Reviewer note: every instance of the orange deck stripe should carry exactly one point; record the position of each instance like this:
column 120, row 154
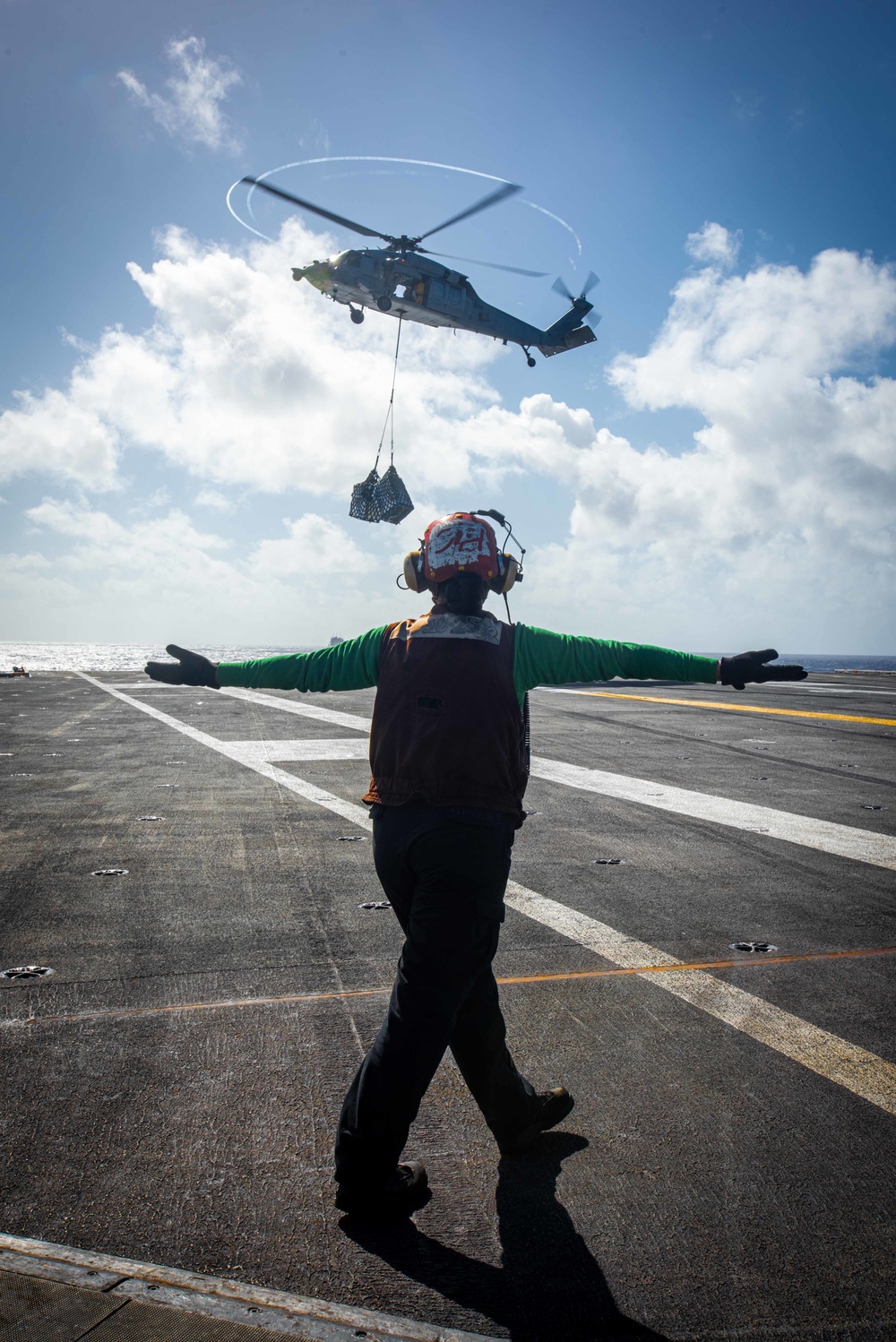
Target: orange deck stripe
column 517, row 978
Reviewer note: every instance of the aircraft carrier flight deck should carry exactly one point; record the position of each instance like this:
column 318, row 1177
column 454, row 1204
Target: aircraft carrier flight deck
column 699, row 942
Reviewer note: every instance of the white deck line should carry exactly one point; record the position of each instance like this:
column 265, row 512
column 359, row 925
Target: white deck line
column 857, row 1070
column 823, row 835
column 836, row 1059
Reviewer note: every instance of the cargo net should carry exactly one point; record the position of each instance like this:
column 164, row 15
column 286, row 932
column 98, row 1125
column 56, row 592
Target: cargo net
column 383, row 498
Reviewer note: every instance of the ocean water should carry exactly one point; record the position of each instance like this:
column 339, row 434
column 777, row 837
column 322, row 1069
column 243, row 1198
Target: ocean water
column 130, row 657
column 118, row 657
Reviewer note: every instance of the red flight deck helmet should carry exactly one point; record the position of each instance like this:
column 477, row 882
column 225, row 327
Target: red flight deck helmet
column 459, row 542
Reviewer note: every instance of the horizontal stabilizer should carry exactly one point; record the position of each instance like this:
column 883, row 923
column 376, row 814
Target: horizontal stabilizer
column 581, row 336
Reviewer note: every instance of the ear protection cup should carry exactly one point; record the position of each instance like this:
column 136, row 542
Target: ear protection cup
column 413, row 572
column 504, row 581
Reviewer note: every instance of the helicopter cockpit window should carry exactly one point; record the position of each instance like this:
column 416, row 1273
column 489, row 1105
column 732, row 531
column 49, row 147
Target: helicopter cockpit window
column 444, row 296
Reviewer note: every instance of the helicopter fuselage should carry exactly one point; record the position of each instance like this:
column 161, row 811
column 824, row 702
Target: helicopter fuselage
column 418, row 288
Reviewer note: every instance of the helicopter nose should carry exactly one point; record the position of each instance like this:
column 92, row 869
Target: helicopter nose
column 320, row 274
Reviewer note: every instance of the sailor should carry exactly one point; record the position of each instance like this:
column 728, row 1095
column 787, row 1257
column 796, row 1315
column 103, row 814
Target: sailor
column 448, row 760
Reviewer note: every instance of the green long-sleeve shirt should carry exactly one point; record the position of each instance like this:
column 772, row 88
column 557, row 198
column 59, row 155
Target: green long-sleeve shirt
column 539, row 658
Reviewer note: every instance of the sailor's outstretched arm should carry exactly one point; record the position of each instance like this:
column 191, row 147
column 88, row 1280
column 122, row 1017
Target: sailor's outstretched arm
column 353, row 665
column 547, row 658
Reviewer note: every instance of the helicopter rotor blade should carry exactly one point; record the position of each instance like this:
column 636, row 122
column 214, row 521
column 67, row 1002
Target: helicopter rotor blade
column 317, row 210
column 560, row 288
column 471, row 261
column 491, row 199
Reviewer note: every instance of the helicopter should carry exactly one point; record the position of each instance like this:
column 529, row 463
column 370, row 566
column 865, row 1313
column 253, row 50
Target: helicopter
column 402, row 280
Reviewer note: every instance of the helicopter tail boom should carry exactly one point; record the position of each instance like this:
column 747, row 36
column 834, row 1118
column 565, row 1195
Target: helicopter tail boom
column 569, row 331
column 570, row 340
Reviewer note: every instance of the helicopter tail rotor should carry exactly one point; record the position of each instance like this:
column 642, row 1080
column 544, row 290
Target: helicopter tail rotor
column 560, row 288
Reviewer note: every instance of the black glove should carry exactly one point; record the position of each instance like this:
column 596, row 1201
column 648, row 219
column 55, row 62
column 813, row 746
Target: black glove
column 752, row 666
column 189, row 668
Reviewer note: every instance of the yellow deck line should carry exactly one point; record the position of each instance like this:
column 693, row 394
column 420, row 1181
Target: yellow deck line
column 736, row 708
column 517, row 978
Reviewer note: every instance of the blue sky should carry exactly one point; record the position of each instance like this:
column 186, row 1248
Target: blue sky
column 637, row 123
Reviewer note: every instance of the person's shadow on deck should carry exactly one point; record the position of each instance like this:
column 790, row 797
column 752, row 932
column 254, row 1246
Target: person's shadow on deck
column 549, row 1286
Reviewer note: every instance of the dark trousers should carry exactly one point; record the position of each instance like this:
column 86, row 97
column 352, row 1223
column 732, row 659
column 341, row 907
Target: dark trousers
column 445, row 879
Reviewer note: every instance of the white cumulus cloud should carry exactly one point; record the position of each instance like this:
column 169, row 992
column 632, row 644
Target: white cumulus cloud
column 776, row 525
column 714, row 245
column 191, row 108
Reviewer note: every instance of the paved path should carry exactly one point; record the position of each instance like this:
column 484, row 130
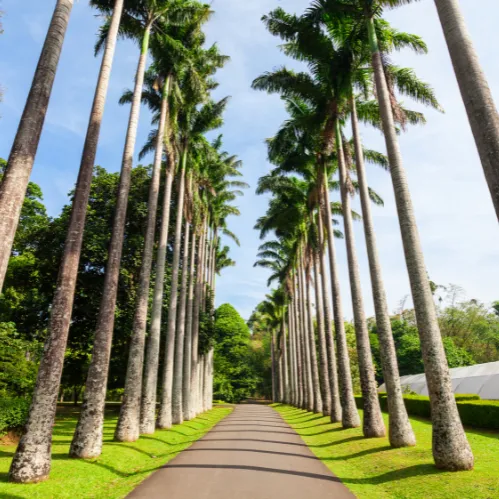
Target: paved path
column 251, row 454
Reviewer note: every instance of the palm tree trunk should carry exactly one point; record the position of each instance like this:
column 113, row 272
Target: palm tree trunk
column 373, row 425
column 399, row 429
column 451, row 449
column 35, row 444
column 273, row 369
column 286, row 362
column 292, row 355
column 281, row 384
column 212, row 374
column 128, row 427
column 22, row 155
column 349, row 414
column 328, row 327
column 177, row 405
column 165, row 409
column 195, row 322
column 148, row 405
column 475, row 91
column 300, row 306
column 323, row 363
column 313, row 348
column 299, row 361
column 186, row 397
column 87, row 440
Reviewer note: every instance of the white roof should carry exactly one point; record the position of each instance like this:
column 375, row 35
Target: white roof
column 481, row 379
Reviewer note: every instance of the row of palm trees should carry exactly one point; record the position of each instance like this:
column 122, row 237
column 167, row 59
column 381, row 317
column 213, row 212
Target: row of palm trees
column 346, row 46
column 176, row 87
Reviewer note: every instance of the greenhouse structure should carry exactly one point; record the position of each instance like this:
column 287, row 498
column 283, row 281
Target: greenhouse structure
column 481, row 379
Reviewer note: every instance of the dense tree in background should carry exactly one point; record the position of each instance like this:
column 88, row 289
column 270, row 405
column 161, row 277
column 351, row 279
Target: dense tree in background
column 235, row 377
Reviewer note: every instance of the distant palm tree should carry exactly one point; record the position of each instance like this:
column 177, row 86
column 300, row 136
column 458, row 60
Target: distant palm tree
column 22, row 155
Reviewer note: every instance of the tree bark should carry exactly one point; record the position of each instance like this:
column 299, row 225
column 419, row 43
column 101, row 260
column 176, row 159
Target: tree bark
column 165, row 408
column 286, row 363
column 451, row 449
column 186, row 397
column 399, row 429
column 323, row 364
column 475, row 91
column 87, row 440
column 22, row 155
column 128, row 427
column 292, row 355
column 177, row 404
column 313, row 347
column 148, row 404
column 349, row 414
column 373, row 424
column 301, row 308
column 273, row 367
column 195, row 322
column 299, row 362
column 35, row 445
column 328, row 329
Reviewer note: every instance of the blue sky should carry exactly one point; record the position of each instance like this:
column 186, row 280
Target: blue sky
column 458, row 227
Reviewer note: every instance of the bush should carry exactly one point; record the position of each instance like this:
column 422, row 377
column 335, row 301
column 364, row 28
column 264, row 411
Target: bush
column 13, row 414
column 473, row 411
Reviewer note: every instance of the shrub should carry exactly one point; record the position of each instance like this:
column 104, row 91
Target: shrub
column 13, row 414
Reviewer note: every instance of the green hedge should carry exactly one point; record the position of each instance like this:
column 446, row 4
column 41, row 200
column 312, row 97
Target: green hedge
column 474, row 412
column 13, row 414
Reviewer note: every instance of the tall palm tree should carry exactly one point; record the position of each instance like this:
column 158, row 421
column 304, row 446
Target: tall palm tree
column 138, row 23
column 38, row 428
column 400, row 429
column 193, row 125
column 170, row 51
column 22, row 155
column 475, row 91
column 451, row 450
column 306, row 42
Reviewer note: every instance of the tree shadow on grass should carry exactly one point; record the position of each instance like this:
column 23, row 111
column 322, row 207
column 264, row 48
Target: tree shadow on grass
column 396, row 475
column 337, row 442
column 361, row 453
column 329, row 430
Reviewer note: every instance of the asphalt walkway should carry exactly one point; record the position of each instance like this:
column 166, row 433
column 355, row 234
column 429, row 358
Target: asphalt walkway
column 251, row 454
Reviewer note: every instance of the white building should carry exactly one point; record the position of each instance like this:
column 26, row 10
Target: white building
column 482, row 379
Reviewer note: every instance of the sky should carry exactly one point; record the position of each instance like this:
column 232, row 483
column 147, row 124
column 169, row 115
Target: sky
column 455, row 216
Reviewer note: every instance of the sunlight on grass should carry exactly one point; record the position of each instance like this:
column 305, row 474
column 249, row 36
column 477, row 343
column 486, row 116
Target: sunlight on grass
column 120, row 467
column 371, row 469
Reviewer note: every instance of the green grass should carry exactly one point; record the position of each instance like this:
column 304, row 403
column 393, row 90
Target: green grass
column 120, row 467
column 373, row 470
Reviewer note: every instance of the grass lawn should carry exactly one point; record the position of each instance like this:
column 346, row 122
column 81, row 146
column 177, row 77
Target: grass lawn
column 373, row 470
column 120, row 467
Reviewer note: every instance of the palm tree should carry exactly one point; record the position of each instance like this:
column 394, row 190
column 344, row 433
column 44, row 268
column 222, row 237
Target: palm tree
column 170, row 51
column 399, row 428
column 22, row 155
column 475, row 91
column 376, row 425
column 138, row 23
column 50, row 369
column 193, row 125
column 451, row 450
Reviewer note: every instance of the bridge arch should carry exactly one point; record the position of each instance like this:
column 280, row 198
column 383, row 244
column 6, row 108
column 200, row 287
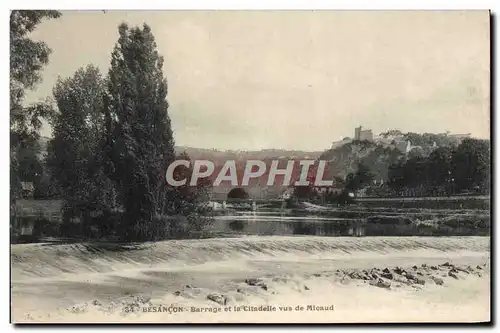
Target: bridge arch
column 238, row 193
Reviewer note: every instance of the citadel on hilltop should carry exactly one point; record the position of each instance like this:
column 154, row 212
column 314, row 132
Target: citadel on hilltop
column 396, row 138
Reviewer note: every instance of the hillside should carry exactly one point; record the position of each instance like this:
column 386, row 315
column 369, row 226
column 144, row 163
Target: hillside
column 346, row 158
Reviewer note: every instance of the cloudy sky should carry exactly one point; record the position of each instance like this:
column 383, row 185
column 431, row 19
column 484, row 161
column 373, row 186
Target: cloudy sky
column 297, row 79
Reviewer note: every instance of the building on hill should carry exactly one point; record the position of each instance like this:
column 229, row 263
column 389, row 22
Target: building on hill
column 361, row 135
column 458, row 138
column 340, row 143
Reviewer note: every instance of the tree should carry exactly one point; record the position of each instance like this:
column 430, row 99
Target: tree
column 471, row 165
column 362, row 177
column 140, row 143
column 27, row 58
column 78, row 135
column 439, row 166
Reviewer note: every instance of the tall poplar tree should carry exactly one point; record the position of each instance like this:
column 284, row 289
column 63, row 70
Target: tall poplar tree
column 140, row 143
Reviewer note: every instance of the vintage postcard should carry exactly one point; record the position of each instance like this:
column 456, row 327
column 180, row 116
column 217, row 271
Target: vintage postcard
column 250, row 166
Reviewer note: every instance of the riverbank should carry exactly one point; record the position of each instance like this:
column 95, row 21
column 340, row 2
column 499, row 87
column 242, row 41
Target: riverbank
column 370, row 279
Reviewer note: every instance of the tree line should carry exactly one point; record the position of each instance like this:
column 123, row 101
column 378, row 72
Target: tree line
column 112, row 139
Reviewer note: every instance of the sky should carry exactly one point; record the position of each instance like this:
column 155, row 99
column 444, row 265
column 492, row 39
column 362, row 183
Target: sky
column 299, row 80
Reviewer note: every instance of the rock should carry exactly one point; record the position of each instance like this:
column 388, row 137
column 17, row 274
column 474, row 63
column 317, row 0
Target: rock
column 252, row 282
column 437, row 280
column 345, row 281
column 257, row 283
column 420, row 281
column 381, row 284
column 399, row 270
column 461, row 269
column 217, row 298
column 401, row 279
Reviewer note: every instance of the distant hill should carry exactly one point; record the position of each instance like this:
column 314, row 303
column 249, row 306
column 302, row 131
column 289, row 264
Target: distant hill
column 345, row 159
column 386, row 148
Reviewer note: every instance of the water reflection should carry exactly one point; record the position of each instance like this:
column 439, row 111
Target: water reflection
column 288, row 223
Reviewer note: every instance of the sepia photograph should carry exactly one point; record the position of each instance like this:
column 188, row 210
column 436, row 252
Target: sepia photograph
column 250, row 166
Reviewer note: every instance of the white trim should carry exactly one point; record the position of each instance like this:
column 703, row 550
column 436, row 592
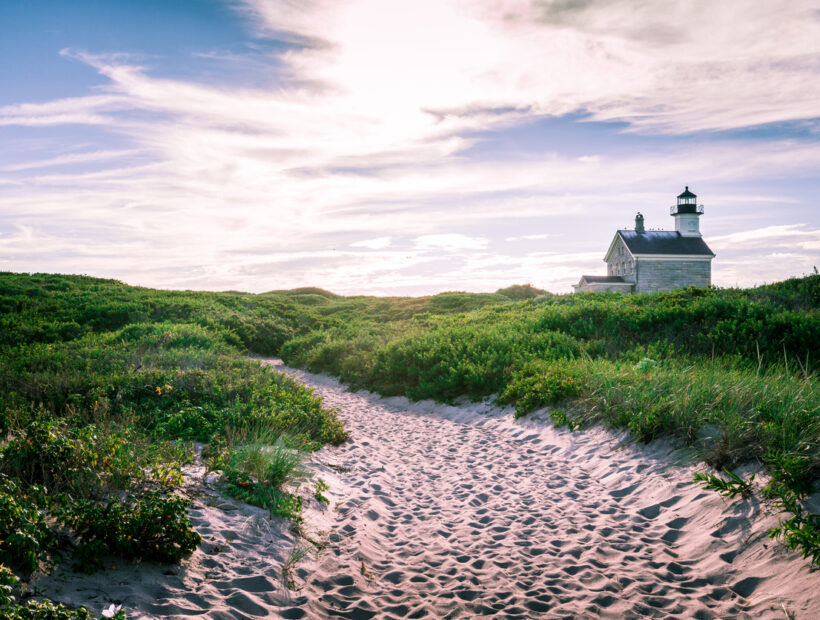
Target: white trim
column 698, row 257
column 612, row 246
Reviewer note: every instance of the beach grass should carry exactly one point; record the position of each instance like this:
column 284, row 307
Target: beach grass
column 117, row 381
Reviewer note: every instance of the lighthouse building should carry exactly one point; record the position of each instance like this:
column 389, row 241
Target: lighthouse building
column 647, row 261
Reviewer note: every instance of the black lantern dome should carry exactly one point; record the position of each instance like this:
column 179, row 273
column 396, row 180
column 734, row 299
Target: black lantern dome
column 687, row 203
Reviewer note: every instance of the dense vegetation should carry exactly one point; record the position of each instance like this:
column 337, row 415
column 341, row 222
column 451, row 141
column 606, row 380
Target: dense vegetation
column 731, row 372
column 103, row 390
column 110, row 383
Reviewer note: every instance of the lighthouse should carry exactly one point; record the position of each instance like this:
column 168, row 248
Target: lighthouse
column 687, row 213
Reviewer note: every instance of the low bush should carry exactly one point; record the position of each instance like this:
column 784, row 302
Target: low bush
column 153, row 527
column 24, row 534
column 540, row 383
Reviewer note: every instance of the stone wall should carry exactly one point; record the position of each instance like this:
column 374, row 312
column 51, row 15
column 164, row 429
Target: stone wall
column 666, row 275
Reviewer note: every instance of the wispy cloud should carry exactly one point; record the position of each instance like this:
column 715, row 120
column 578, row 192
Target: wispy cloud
column 352, row 169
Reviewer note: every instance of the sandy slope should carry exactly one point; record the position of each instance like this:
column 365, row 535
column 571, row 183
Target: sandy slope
column 443, row 511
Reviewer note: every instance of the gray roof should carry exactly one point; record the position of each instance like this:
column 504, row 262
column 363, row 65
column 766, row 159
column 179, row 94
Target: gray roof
column 604, row 279
column 664, row 242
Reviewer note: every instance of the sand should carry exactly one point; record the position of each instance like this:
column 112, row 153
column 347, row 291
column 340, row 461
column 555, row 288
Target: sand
column 461, row 512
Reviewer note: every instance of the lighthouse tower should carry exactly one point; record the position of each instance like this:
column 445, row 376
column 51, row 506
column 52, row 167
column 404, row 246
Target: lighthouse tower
column 686, row 214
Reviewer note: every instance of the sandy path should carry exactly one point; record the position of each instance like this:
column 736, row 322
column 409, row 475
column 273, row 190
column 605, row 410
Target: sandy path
column 461, row 512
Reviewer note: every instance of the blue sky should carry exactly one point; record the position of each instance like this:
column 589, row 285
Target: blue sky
column 380, row 147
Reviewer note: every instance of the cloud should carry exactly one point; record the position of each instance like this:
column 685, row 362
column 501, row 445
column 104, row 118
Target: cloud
column 450, row 242
column 373, row 244
column 362, row 144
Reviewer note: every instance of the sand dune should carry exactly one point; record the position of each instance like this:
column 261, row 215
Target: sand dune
column 446, row 512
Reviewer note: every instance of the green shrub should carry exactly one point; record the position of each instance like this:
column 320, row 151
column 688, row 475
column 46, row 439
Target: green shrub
column 152, row 528
column 44, row 453
column 24, row 535
column 541, row 383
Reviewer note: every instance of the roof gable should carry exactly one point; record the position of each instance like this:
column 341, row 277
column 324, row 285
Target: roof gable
column 660, row 242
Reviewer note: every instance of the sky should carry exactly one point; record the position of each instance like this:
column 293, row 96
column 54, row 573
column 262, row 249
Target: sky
column 387, row 147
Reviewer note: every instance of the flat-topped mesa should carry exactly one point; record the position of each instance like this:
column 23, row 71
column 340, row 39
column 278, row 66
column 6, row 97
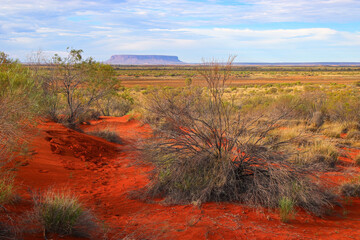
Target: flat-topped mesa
column 143, row 60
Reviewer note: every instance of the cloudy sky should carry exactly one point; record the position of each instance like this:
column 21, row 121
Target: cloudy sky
column 254, row 30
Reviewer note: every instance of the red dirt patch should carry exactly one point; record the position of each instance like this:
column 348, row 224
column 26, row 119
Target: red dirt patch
column 103, row 173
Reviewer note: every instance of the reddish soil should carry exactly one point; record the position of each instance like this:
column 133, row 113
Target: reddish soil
column 103, row 173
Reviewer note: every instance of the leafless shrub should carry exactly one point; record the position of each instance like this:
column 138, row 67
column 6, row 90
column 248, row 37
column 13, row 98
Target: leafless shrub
column 204, row 149
column 59, row 211
column 351, row 189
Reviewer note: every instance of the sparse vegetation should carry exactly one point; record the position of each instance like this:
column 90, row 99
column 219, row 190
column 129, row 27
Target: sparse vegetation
column 286, row 206
column 108, row 135
column 61, row 212
column 7, row 189
column 205, row 149
column 351, row 189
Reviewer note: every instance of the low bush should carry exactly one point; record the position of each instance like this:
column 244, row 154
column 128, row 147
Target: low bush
column 108, row 135
column 353, row 135
column 351, row 189
column 62, row 213
column 205, row 149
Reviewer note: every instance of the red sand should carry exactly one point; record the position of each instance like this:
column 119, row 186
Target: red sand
column 103, row 173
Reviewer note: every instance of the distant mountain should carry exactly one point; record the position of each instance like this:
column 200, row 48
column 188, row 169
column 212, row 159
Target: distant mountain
column 301, row 64
column 143, row 60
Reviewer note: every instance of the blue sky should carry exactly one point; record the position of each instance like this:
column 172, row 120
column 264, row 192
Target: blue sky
column 254, row 30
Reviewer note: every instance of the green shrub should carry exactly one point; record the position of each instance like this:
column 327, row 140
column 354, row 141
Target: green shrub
column 61, row 212
column 286, row 206
column 319, row 154
column 188, row 82
column 204, row 149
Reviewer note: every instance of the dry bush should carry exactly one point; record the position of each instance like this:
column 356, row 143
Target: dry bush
column 351, row 189
column 353, row 135
column 205, row 149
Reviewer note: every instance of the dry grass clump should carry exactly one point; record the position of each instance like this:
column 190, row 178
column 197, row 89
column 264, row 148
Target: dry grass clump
column 108, row 135
column 357, row 160
column 333, row 130
column 7, row 189
column 351, row 189
column 287, row 210
column 205, row 149
column 319, row 154
column 353, row 135
column 61, row 212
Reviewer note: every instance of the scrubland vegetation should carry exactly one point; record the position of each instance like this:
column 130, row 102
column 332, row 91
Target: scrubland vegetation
column 258, row 145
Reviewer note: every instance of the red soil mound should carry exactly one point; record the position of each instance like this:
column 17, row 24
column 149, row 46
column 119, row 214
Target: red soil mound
column 103, row 173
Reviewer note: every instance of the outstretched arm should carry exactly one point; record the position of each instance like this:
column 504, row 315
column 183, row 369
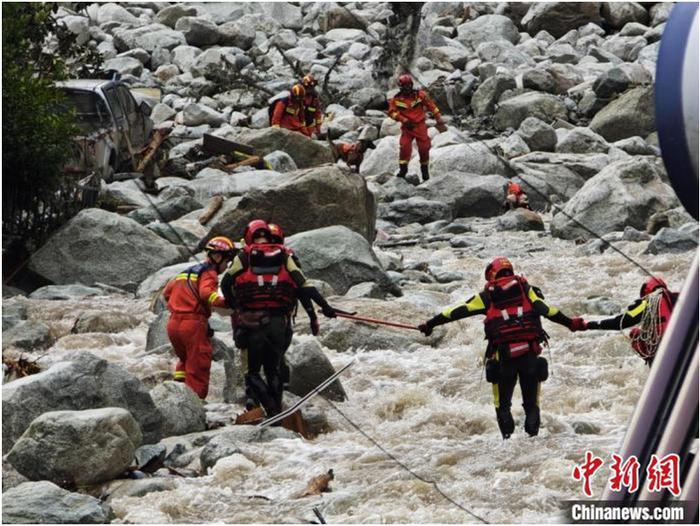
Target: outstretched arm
column 474, row 305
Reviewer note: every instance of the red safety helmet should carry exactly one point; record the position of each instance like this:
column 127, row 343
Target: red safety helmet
column 309, row 81
column 276, row 234
column 497, row 266
column 650, row 285
column 297, row 92
column 255, row 226
column 405, row 81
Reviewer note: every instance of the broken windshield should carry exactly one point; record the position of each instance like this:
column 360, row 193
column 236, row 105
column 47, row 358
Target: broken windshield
column 90, row 110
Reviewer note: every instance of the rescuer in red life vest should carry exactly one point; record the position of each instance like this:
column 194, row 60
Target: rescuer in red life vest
column 652, row 312
column 289, row 113
column 191, row 296
column 515, row 337
column 263, row 285
column 408, row 107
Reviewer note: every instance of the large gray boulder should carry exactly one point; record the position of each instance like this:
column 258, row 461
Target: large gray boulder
column 669, row 240
column 487, row 28
column 168, row 16
column 514, row 111
column 327, row 195
column 198, row 31
column 414, row 210
column 309, row 367
column 548, row 180
column 100, row 246
column 43, row 502
column 338, row 256
column 626, row 193
column 78, row 447
column 487, row 94
column 84, row 381
column 147, row 37
column 630, row 114
column 467, row 194
column 538, row 135
column 617, row 14
column 305, row 152
column 475, row 157
column 180, row 407
column 558, row 18
column 582, row 140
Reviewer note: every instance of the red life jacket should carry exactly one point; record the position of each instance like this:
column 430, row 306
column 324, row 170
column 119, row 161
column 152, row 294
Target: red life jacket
column 663, row 315
column 510, row 318
column 265, row 283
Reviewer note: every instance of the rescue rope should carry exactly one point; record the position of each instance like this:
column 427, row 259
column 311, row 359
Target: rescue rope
column 404, row 466
column 646, row 341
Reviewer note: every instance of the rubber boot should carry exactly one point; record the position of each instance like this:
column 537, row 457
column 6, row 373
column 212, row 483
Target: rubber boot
column 532, row 420
column 505, row 422
column 425, row 172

++++

- _REQUIREMENTS_: Render the lines starting at the one containing "Reviewer note: every instance of the lighthouse tower" and ending at the one containing "column 387, row 147" as a numbered list, leaving out any blank lines.

- _PROBLEM SOLUTION_:
1. Reviewer note: every instance of the lighthouse tower should carry exactly one point; record the position of each instance like this:
2. column 445, row 376
3. column 51, row 506
4. column 52, row 167
5. column 404, row 246
6. Target: lighthouse tower
7. column 686, row 214
8. Reviewer note: every instance of the sandy path should carry exactly one point; record the position of each instance like this:
9. column 736, row 322
10. column 409, row 475
11. column 273, row 190
12. column 605, row 410
13. Target: sandy path
14. column 461, row 512
15. Reviewer note: every instance of the blue sky should carry exactly one point; record the position of each instance like this:
16. column 589, row 285
17. Target: blue sky
18. column 380, row 147
19. Reviewer note: every instance of the cloud should carry exactly one point; record the position of each instance like this:
20. column 685, row 362
21. column 501, row 445
22. column 104, row 118
23. Target: cloud
24. column 450, row 242
25. column 373, row 244
26. column 362, row 144
27. Reviewer note: every instance of the sand dune should carry exactly one point; record the position of each instance like this:
28. column 261, row 215
29. Target: sand dune
30. column 446, row 512
31. Reviewer note: every instance of the green shrub should carry exactly one point; record the position of each instance like this:
32. column 320, row 151
33. column 688, row 475
34. column 46, row 439
35. Target: green shrub
36. column 152, row 528
37. column 44, row 453
38. column 24, row 535
39. column 541, row 383
40. Reviewer note: every instance of the roof gable should carry exactly one point; record the position of each instance like this:
41. column 341, row 277
42. column 324, row 285
43. Target: roof gable
44. column 660, row 242
45. Reviewer note: every instance of the sky should carry exactly one point; record the position of each instance like this:
46. column 293, row 96
47. column 54, row 573
48. column 262, row 249
49. Target: sky
50. column 387, row 147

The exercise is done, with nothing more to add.